* _PAGE EXTRACT_
------------------------------------------------------------------------

# Mustard crusted leg of lamb, smoked?



## Nefarious (Dec 21, 2021)

I am trying to get my mind wrapped.around new years.  We typically will have a roasted mustard crusted bone in leg of lamb.  Except this year, I have a smoker.  Not much experience, but that is coming.

The question is, can I just take the oven recipe, marinade and all, and just smoke it instead, since I use temperature to decide when it's done?

The recipe calls for the leg to be basted every hour,, can I skip that step and use a slightly thicker marinade in the start?

Will too thick of a mustard marinade inhibit the smoke penetration?


----------



## sandyut (Dec 21, 2021)

Nefarious said:


> Will too thick of a mustard marinade inhibit the smoke penetration?


I think it might...  Can you change the marinade to an oil base with garlic, rosemary and salt and such?  I could see the mustard crust getting a funky look going on and inhibit smoke penetration...   Hopefully others with chime in.  All the lamb I have done is like I described above.  Done it smoked and grilled.  Kinda like this idea.


----------



## thirdeye (Dec 21, 2021)

It should work just fine in the smoker unless the marinade or basting liquid has a high sugar content.   People use a mustard slather on brisket and butts, and that does not seem to interfere with smoke flavor.   I barbecue injected lamb legs and spray them with a beer, apple cider, apple juice mixture and they come out fine.


----------



## Nefarious (Dec 21, 2021)

I did a search and found this  Recipe he uses beer in his.  So, I guess I will do something like it.


----------



## Nefarious (Dec 21, 2021)

thirdeye said:


> It should work just fine in the smoker unless the marinade or basting liquid has a high sugar content.   People use a mustard slather on brisket and butts, and that does not seem to interfere with smoke flavor.   I barbecue injected lamb legs and spray them with a beer, apple cider, apple juice mixture and they come out fine.

------------------------------------------------------------------------

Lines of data
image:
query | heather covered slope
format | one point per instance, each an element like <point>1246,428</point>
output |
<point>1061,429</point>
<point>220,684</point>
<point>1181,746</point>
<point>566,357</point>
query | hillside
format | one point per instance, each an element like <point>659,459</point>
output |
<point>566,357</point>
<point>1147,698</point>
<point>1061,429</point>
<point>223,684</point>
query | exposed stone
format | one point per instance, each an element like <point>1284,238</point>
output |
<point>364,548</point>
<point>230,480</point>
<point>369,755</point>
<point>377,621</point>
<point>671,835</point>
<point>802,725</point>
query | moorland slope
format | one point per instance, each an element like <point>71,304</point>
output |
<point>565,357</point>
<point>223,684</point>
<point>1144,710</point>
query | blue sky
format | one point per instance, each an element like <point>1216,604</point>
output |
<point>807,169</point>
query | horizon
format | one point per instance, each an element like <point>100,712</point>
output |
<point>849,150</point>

------------------------------------------------------------------------

* _WHAT YOU WILL DO_
(a) Repeat a passage from the lamb smoking thread, beginning at the words "# Mustard crusted" and stopping after the words "that is coming.".
(b) In the lamb smoking thread, what mixture does thirdeye spray on the injected lamb legs?

* _SOLUTIONS BELOW_
(a)
# Mustard crusted leg of lamb, smoked?



## Nefarious (Dec 21, 2021)

I am trying to get my mind wrapped.around new years.  We typically will have a roasted mustard crusted bone in leg of lamb.  Except this year, I have a smoker.  Not much experience, but that is coming.

(b) A mixture of beer, apple cider, and apple juice.